#### [Article]
Kijiji is slowly becoming a wasteland these days. Over the past 1-2 months I've listed an amp and 6 pedals on kijiji and reverb. Sold one on kijiji to a friend and got lowballs on all the rest. It all sold on reverb for more than my kijiji asking price.

I'm becoming more and more convinced that this forum is the only happy middle ground between kijiji shitheads and reverb top tier reverb pricing if you live in Canada.


----------



## numb41

laristotle said:


> 'sorry. not excepting deposits'.


Accepting. 
Back to memes Larry


----------



## laristotle

numb41 said:


> Back to memes Larry


when it's appropriate. and I can find the right one's that fit.


----------



## 2manyGuitars

And yes, it’s the same one. I screen grabbed the serial when it was for sale locally a few months back.

#### [Supplied information]
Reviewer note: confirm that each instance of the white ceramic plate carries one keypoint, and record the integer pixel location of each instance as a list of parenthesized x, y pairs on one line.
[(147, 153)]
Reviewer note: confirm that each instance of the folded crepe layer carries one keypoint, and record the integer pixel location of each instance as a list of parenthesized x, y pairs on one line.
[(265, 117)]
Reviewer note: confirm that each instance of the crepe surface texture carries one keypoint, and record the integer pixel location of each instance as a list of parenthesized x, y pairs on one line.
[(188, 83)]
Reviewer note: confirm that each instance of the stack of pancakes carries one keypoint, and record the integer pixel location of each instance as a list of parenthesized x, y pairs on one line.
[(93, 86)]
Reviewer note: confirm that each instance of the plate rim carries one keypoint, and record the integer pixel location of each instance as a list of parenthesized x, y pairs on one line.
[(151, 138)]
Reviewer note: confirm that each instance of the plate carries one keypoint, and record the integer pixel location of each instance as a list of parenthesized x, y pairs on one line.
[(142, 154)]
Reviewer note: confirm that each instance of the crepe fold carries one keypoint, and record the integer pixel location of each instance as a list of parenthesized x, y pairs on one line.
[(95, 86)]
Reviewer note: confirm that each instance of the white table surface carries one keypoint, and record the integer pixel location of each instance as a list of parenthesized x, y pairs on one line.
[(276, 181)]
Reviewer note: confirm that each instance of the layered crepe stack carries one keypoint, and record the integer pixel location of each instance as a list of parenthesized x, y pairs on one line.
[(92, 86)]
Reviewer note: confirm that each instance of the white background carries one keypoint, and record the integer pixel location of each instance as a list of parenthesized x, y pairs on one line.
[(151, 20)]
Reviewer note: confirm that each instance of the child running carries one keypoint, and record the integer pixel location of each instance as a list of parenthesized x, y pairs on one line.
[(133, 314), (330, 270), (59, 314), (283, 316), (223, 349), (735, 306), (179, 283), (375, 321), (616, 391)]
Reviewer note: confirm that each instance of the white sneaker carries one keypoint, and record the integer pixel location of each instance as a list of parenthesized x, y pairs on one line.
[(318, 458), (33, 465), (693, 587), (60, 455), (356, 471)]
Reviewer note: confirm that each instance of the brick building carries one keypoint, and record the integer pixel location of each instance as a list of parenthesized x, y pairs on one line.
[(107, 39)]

#### [Requirement]
Reproduce the forum thread starting at "I'm becoming more" and ending at "not excepting deposits'.", renaming "forum" to "message board".

#### [Solution for this problem]
I'm becoming more and more convinced that this message board is the only happy middle ground between kijiji shitheads and reverb top tier reverb pricing if you live in Canada.


----------



## numb41

laristotle said:


> 'sorry. not excepting deposits'.